• _EXERCISE INSTRUCTIONS_
Please write out the complete listing that follows, exactly as it reads.

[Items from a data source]
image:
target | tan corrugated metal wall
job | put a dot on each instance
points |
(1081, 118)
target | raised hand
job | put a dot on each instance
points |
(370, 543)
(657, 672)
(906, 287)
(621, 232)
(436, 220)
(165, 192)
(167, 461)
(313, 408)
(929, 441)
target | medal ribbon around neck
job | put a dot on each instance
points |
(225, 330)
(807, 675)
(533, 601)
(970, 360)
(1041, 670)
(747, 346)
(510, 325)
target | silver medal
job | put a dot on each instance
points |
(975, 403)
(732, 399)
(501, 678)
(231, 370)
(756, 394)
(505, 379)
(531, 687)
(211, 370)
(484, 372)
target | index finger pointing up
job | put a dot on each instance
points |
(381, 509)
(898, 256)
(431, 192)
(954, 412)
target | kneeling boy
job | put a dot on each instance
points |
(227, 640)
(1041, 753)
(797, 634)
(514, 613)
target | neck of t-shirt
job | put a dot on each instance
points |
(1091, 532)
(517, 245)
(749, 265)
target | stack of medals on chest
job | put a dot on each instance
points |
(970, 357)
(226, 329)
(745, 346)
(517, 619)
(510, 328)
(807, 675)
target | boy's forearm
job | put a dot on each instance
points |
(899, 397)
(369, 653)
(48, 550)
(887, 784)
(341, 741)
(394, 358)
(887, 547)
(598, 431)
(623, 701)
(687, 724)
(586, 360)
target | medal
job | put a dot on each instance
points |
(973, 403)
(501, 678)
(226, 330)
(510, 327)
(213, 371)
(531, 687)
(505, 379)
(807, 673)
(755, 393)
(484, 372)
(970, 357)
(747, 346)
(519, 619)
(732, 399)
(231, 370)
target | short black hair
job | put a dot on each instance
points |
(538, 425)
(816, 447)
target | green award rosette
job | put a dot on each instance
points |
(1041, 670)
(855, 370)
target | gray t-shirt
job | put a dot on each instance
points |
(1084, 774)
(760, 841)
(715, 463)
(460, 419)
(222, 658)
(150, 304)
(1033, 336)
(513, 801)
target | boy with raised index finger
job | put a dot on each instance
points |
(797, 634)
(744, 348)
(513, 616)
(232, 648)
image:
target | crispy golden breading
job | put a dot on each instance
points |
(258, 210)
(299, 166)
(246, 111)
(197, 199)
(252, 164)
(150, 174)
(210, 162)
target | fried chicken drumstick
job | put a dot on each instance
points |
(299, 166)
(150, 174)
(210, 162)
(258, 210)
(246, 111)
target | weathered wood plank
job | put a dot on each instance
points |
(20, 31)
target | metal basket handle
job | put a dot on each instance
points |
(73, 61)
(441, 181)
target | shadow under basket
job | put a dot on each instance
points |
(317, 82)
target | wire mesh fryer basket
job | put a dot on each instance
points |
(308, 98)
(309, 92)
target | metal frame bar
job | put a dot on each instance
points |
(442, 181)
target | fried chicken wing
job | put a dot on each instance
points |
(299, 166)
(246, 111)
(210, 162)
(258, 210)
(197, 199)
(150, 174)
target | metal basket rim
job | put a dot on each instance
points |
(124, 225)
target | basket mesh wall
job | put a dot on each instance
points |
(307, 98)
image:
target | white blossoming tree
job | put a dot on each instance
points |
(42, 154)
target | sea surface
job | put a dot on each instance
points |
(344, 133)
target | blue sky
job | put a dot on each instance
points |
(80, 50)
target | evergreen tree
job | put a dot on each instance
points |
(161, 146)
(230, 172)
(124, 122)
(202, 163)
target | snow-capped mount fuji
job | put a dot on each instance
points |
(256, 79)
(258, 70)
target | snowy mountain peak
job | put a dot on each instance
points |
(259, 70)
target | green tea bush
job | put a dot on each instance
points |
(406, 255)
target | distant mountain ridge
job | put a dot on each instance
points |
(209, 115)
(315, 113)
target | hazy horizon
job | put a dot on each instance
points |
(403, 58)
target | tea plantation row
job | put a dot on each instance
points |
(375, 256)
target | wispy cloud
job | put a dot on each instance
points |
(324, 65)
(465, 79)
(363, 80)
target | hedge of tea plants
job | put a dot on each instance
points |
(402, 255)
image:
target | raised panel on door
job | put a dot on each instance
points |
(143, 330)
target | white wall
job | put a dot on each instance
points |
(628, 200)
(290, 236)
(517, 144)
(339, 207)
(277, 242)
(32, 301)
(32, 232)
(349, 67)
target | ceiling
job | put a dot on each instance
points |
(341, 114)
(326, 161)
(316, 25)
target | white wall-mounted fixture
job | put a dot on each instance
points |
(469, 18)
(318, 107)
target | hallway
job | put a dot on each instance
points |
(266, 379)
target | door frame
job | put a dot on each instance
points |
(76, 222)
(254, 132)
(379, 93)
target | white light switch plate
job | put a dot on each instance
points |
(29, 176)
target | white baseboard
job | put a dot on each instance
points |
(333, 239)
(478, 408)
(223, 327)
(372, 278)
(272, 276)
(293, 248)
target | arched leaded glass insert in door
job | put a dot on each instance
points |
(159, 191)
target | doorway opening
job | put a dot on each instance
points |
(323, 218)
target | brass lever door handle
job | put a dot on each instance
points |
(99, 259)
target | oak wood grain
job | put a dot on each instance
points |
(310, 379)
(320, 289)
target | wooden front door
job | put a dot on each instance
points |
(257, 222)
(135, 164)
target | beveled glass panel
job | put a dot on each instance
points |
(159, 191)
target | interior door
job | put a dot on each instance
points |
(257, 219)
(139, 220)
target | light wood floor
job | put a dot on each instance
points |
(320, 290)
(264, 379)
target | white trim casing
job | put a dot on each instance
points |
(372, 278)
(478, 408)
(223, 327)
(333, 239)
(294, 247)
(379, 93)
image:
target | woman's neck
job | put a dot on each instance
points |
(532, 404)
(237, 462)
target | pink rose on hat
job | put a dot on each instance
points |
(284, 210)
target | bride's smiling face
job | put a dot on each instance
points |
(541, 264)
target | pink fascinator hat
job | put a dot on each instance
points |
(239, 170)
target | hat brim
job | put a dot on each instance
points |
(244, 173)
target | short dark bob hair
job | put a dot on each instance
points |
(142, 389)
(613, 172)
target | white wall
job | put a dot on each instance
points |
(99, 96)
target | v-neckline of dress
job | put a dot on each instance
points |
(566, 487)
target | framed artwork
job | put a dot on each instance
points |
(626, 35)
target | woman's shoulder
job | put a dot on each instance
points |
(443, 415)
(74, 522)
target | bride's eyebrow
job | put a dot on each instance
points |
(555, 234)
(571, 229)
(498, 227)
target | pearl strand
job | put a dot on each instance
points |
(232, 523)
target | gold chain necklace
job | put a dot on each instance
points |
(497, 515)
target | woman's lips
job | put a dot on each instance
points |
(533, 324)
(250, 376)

• _RESULT FOR THIS TASK_
image:
target | tan corrugated metal wall
job | put a dot on each instance
points |
(1081, 118)
target | raised hand
job | put a dot on each instance
points |
(370, 543)
(657, 672)
(906, 287)
(621, 232)
(436, 220)
(165, 192)
(167, 461)
(313, 408)
(929, 441)
target | medal ribbon around neck
job | put a dot on each instance
points |
(225, 330)
(807, 675)
(533, 601)
(970, 360)
(1041, 670)
(747, 346)
(510, 325)
target | silver medal
job | put a dot on each instance
points |
(975, 403)
(732, 399)
(501, 678)
(231, 370)
(756, 394)
(505, 379)
(531, 687)
(211, 370)
(484, 372)
target | index finger pointing up
job | put a dot on each instance
points |
(381, 509)
(898, 256)
(431, 192)
(954, 412)
target | kneeling boy
job | put a dot on each instance
points |
(227, 640)
(1041, 753)
(797, 634)
(514, 613)
target | neck of t-shirt
job | put a dot on each instance
points |
(1091, 532)
(517, 245)
(749, 265)
target | stack of medals on chest
job | put a dot on each instance
points |
(970, 357)
(226, 329)
(745, 346)
(517, 619)
(510, 328)
(807, 675)
target | boy's forearm
job | put a dot on each instance
points |
(899, 397)
(369, 653)
(48, 550)
(887, 784)
(341, 741)
(394, 358)
(887, 547)
(598, 431)
(623, 701)
(687, 724)
(586, 360)
target | medal
job | put a dot on each instance
points |
(973, 403)
(501, 678)
(226, 330)
(510, 327)
(213, 371)
(531, 687)
(505, 379)
(807, 673)
(755, 393)
(484, 372)
(970, 357)
(747, 346)
(519, 619)
(732, 399)
(231, 370)
target | short black hair
job | put a dot on each instance
points |
(538, 425)
(816, 447)
target | green award rosette
job | put a dot on each instance
points |
(1041, 670)
(855, 370)
target | gray t-shirt
job | put a dot on each instance
points |
(1084, 774)
(760, 841)
(715, 463)
(460, 419)
(222, 658)
(150, 304)
(1033, 336)
(513, 801)
target | boy with raised index finger
job | put a dot on each instance
points |
(797, 634)
(744, 348)
(513, 616)
(232, 648)
image:
target | crispy golden breading
job | put a dot on each instance
points |
(258, 210)
(299, 166)
(246, 111)
(197, 199)
(252, 164)
(150, 174)
(210, 162)
target | fried chicken drumstick
job | put a dot on each instance
points |
(299, 166)
(150, 174)
(210, 162)
(258, 210)
(246, 111)
target | weathered wood plank
job | put a dot on each instance
points |
(20, 31)
target | metal basket handle
job | put a dot on each instance
points |
(73, 61)
(441, 181)
target | shadow under basket
job | put a dot on each instance
points |
(317, 82)
target | wire mesh fryer basket
job | put a dot on each instance
points |
(308, 98)
(309, 92)
target | metal frame bar
job | put a dot on each instance
points |
(442, 181)
target | fried chicken wing
job | put a dot on each instance
points |
(299, 166)
(246, 111)
(210, 162)
(258, 210)
(197, 199)
(150, 174)
target | metal basket rim
job | put a dot on each instance
points |
(124, 225)
target | basket mesh wall
job | put a dot on each instance
points |
(307, 98)
image:
target | white blossoming tree
job | put a dot on each instance
points |
(42, 154)
target | sea surface
job | put a dot on each instance
points |
(344, 133)
target | blue sky
job | put a dot on each instance
points |
(80, 50)
target | evergreen tree
job | put a dot on each instance
points |
(161, 146)
(230, 172)
(124, 122)
(202, 163)
target | snow-capped mount fuji
job | put a dot on each instance
points |
(256, 79)
(258, 70)
target | snowy mountain peak
job | put a dot on each instance
points |
(259, 70)
target | green tea bush
job | put a dot on each instance
points |
(406, 255)
target | distant mountain ridge
job | put a dot on each instance
points |
(209, 115)
(315, 113)
target | hazy horizon
job | put a dot on each instance
points |
(403, 58)
target | tea plantation row
job | put a dot on each instance
points |
(375, 256)
target | wispy cloud
job | put a dot on each instance
points |
(324, 65)
(465, 79)
(363, 80)
target | hedge of tea plants
job | put a dot on each instance
points |
(402, 255)
image:
target | raised panel on door
job | put a dot on each instance
points |
(143, 330)
target | white wall
job | put a dot on each instance
points |
(628, 200)
(290, 236)
(517, 144)
(339, 207)
(277, 242)
(32, 301)
(32, 232)
(349, 67)
target | ceiling
job | put a dot on each instance
points |
(341, 114)
(326, 161)
(316, 25)
target | white wall-mounted fixture
job | put a dot on each instance
points |
(469, 18)
(318, 107)
target | hallway
job | put a dot on each instance
points |
(266, 379)
target | door frame
job | put a dot on each instance
points |
(76, 222)
(254, 132)
(379, 93)
target | white light switch plate
job | put a dot on each instance
points |
(29, 176)
target | white baseboard
job | put a dot on each instance
points |
(333, 239)
(478, 408)
(223, 327)
(372, 278)
(272, 276)
(293, 248)
target | arched leaded glass insert in door
job | put a dot on each instance
points |
(159, 191)
target | doorway opening
job | put a dot on each instance
points |
(323, 218)
target | brass lever door handle
job | put a dot on each instance
points |
(99, 259)
target | oak wood grain
job | put a dot on each instance
points |
(310, 379)
(320, 289)
target | wooden front door
job | put a dot on each instance
points |
(257, 222)
(135, 164)
target | beveled glass panel
job | put a dot on each instance
points |
(159, 191)
target | interior door
job | put a dot on each instance
points |
(257, 219)
(139, 220)
target | light wood floor
job | put a dot on each instance
points |
(320, 290)
(264, 379)
target | white trim casing
job | put a dot on each instance
points |
(372, 278)
(478, 408)
(223, 327)
(333, 239)
(294, 247)
(379, 93)
image:
target | woman's neck
job | put a dot on each instance
points |
(532, 404)
(237, 462)
target | pink rose on hat
job | put a dot on each instance
points |
(284, 210)
target | bride's smiling face
job | put a dot on each instance
points |
(541, 264)
target | pink fascinator hat
job | put a dot on each instance
points |
(239, 170)
target | hat brim
job | put a dot on each instance
points |
(244, 173)
target | short dark bob hair
job | put a dot on each instance
points |
(142, 389)
(613, 172)
target | white wall
job | put a dot on each instance
points |
(99, 96)
target | v-neckline of dress
job | put a dot on each instance
points |
(566, 487)
target | framed artwork
job | put a dot on each instance
points |
(626, 35)
target | woman's shoulder
job | put a dot on each instance
points |
(443, 415)
(74, 522)
target | bride's eyebrow
job | put a dot on each instance
points |
(555, 234)
(571, 229)
(498, 227)
target | pearl strand
job | put a dot on each instance
points |
(232, 523)
target | gold chain necklace
job | put a dot on each instance
points |
(497, 515)
target | woman's lips
job | put a dot on each instance
points |
(533, 324)
(250, 376)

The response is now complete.